(Items from a data source)
________________

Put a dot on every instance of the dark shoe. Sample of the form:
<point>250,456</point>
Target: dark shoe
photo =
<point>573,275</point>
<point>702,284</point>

________________

* DIRECTIONS FOR THIS TASK *
Repeat the data above line for line, with no changes.

* OUTPUT FOR THIS TASK *
Put a dot on every instance of the dark shoe. Sample of the form:
<point>250,456</point>
Target: dark shoe
photo =
<point>573,275</point>
<point>702,284</point>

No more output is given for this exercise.